*** Opening GIVEN INFORMATION ***
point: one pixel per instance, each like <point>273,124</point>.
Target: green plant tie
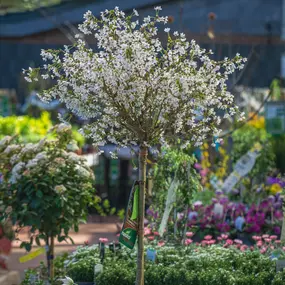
<point>135,205</point>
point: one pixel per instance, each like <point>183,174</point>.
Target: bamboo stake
<point>142,179</point>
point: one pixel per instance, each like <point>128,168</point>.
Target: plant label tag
<point>280,265</point>
<point>98,268</point>
<point>151,254</point>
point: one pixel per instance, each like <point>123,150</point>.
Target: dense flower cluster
<point>134,87</point>
<point>19,161</point>
<point>43,178</point>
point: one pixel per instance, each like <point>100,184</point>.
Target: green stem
<point>142,179</point>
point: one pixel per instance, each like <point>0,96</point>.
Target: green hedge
<point>213,265</point>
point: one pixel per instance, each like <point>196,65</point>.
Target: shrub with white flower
<point>135,88</point>
<point>45,187</point>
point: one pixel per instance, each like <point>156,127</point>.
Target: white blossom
*** Closing GIVEN INFORMATION ***
#### [AIM OF THE EXERCISE]
Copy every line of the material above in which the word "like" appears.

#### [WRITTEN ANSWER]
point: one pixel per instance, each like <point>273,124</point>.
point: one pixel per instance, each like <point>183,174</point>.
point: one pixel per instance, each like <point>128,168</point>.
point: one pixel per instance, each like <point>123,150</point>.
point: one pixel per instance, each like <point>100,184</point>.
point: one pixel per instance, each like <point>0,96</point>.
point: one pixel per instance, each like <point>196,65</point>.
point: one pixel per instance, each like <point>156,127</point>.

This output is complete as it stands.